What the task asks
In the passage below about Shapiro's record as attorney general, copy everything from "As attorney general, Shapiro" down to "mandates and closures.", substituting "shutdowns" for "closures".

Excerpt provided
As attorney general, Shapiro did not oppose Wolf’s mandates, lockdowns, or closures; and he never spoke out against these policies. That is, until recently. Now, his current story is that the administration in which he played a vital role did not need to enact the mandates and closures.

As attorney general, why did he not push back on the governor rather than actively defending him? As an attorney, he could — and should — have provided guidance and recommendations to the Governor.  Either Shapiro’s advice was not heeded, in which case, he should state that publicly, or Shapiro did not advise the Governor correctly.  Shapiro’s lack of leadership and incompetence led to a Constitutional amendment limiting the power of the Governor and a State Supreme Court decision overturning Wolf’s school mask mandate as unconstitutional. How did Shapiro defend his constituents from this government overreach? Shapiro failed in both preventing Pennsylvanians from getting screwed, and he also failed to advise the Governor and the rest of the administration correctly.

Today, Shapiro states that he does not support mandates, lockdowns, or closures.  He also states that he supports school choice and supports public education, an interesting dichotomy. Shapiro has been supported by the Pennsylvania State Education Association (PSEA) for almost a decade. In this election cycle, he has received $525,000 from PSEA (his tenth highest overall donation thus far) and $250,000 from the National Education Association.

He is endorsed by both groups who are very much anti-school choice. In a  press release in April prior to Shapiro stating his new position, the PSEA said of House Bill 2169 that “it’s hard to imagine a worse voucher plan than this one.” This is the same legislation that Shapiro has vowed to support on his website: “Josh favors adding choices for parents and educational opportunity for students and funding lifeline scholarships like those approved in other states and introduced in Pennsylvania.”

Supported and endorsed by groups who vehemently oppose school choice, will he hold to his current, newfound position?  Why not?  His own children attend an expensive private school — the same one that he attended as a student — costing between $30 and $37k annually.

Given data
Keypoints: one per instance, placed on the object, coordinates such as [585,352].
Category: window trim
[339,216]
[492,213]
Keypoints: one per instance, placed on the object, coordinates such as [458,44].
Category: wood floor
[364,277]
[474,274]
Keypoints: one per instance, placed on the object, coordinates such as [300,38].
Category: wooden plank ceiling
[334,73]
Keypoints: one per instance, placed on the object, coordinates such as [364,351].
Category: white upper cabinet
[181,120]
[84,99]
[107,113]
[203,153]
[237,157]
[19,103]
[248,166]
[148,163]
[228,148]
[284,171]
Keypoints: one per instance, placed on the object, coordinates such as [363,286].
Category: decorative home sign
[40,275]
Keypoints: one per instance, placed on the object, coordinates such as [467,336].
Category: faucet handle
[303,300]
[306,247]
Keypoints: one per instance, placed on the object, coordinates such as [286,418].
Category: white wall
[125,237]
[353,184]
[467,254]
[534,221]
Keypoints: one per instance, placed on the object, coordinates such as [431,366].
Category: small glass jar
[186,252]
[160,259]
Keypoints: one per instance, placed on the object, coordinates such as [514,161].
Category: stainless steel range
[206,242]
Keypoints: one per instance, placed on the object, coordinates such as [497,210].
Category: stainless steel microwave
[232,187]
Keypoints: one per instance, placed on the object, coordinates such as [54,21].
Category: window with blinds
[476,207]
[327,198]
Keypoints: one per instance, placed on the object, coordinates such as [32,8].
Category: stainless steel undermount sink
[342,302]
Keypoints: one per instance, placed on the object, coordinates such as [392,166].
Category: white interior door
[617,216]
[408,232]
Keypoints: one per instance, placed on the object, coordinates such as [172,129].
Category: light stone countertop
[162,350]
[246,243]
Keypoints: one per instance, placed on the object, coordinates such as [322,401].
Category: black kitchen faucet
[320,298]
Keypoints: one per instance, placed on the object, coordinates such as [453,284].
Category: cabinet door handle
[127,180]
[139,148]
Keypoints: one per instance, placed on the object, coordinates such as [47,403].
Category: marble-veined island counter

Exercise solution
As attorney general, Shapiro did not oppose Wolf’s mandates, lockdowns, or shutdowns; and he never spoke out against these policies. That is, until recently. Now, his current story is that the administration in which he played a vital role did not need to enact the mandates and shutdowns.